Exercise: Please set down, word for word, each line from the one containing "Mark the tree" through the final line of the records below, both included, and nothing else.

━━━ Given records

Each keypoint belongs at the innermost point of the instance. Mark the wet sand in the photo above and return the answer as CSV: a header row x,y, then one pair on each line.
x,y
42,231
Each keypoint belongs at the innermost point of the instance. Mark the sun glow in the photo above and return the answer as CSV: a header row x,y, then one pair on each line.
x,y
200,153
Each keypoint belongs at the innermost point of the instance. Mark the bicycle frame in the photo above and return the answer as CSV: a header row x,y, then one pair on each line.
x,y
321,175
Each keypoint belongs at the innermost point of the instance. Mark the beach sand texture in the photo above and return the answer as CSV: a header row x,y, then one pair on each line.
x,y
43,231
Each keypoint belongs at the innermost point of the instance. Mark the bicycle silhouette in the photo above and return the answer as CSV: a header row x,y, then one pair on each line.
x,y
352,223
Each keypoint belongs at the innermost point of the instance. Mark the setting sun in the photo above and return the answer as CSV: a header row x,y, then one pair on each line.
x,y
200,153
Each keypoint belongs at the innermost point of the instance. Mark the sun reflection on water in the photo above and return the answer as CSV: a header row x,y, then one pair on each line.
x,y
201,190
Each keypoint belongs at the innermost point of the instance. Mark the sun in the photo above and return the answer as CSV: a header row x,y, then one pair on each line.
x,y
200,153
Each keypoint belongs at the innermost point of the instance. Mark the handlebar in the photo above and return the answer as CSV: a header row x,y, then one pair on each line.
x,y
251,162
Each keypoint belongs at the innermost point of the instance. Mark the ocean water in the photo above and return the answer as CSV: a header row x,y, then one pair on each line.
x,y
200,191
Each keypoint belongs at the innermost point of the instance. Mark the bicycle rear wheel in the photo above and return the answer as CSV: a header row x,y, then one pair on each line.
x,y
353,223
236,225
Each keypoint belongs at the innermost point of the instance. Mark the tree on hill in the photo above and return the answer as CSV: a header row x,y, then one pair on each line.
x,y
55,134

━━━━━━

Reply to the exercise:
Each keypoint belongs at the innermost point of the instance. Mark the tree on hill in the photo above and return the answer as CSV: a header row x,y, then one pair on each line.
x,y
55,134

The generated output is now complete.